Tag Archives: delivery

Let your customers be *Unreasonable*

Almost every business irrespective of the stage it is in finds itself in a situation where the customer demands/expectations in terms of service,urgency or flexibility are way beyond what you offer. Young businesses find it particularly tough to cope up with customers like these who demand the best of everything and in many cases least willing to pay anything(extra) for these services. Because of the inherent lack of resources(in a young business especially the self-funded/bootstrapped ones) and other reasons the question that occurs is of which customers or their demands to relent to and which ones to let go. All this is despite the fact that nobody wants to lose a customer or an even an order from them.

When such decisive moments occur regularly the business has two(obvious) choices

  1. Drawing a fine line of what can and what cannot be done(A policy)
  2. Stretching themselves to accommodate the  extra needs/demands of the customers (A policy of not having a policy)

> What to do
a) In the post on unreasonable customers, set down the passage between "Almost every business" and "order from them.", inclusive, with no changes.
b) Condense the paragraph of the post on unreasonable customers that begins "Almost every business irrespective of the stage" into a shorter version that retains its main facts.

Location identification items:
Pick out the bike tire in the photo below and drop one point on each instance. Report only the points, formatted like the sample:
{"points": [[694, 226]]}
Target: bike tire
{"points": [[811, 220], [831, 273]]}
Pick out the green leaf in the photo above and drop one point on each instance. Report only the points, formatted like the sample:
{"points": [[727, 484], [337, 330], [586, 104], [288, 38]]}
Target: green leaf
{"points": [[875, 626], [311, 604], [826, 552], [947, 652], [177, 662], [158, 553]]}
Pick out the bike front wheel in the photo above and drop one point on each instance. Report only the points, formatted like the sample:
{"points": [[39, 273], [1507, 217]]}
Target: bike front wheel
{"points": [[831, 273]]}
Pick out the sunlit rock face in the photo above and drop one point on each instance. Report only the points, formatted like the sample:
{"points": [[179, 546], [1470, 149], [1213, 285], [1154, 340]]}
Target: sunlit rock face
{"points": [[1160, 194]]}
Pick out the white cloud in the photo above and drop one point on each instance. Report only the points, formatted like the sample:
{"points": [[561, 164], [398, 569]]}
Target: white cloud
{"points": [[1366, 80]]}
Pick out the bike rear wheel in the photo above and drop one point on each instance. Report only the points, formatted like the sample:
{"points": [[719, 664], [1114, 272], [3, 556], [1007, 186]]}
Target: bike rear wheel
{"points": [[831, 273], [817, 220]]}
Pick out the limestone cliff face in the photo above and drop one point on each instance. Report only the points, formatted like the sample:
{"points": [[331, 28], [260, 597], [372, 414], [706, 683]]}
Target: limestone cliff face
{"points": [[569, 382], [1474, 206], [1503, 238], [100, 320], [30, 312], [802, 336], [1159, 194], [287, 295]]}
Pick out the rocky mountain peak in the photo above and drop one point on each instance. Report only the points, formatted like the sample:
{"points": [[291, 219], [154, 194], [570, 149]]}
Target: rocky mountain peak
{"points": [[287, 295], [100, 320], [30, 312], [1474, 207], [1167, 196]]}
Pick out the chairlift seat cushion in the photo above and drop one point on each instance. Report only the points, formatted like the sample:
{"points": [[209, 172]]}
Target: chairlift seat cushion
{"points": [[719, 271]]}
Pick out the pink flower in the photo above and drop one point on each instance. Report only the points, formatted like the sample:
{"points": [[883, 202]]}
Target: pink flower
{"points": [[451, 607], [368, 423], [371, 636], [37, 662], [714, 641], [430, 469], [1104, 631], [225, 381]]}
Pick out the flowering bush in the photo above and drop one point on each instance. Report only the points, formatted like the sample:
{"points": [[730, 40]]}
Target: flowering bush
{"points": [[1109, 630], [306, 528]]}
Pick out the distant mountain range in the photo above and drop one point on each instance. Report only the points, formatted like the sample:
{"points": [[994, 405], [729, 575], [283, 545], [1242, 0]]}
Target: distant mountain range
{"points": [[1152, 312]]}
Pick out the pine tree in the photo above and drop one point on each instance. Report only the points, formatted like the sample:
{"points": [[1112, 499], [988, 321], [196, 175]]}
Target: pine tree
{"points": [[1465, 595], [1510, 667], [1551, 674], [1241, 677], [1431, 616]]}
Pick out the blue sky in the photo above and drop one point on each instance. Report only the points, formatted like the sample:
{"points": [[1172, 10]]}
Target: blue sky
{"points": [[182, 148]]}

> Answers for the tasks
a)
Almost every business irrespective of the stage it is in finds itself in a situation where the customer demands/expectations in terms of service,urgency or flexibility are way beyond what you offer. Young businesses find it particularly tough to cope up with customers like these who demand the best of everything and in many cases least willing to pay anything(extra) for these services. Because of the inherent lack of resources(in a young business especially the self-funded/bootstrapped ones) and other reasons the question that occurs is of which customers or their demands to relent to and which ones to let go. All this is despite the fact that nobody wants to lose a customer or an even an order from them.

b) Businesses at every stage meet customers whose demands for service, urgency or flexibility far exceed what is offered. Young businesses struggle most with such customers, who want the best of everything yet are often unwilling to pay extra. With limited resources, especially in self-funded or bootstrapped firms, a business must decide which customers or demands to accept and which to let go, even though no one wants to lose a customer or even a single order.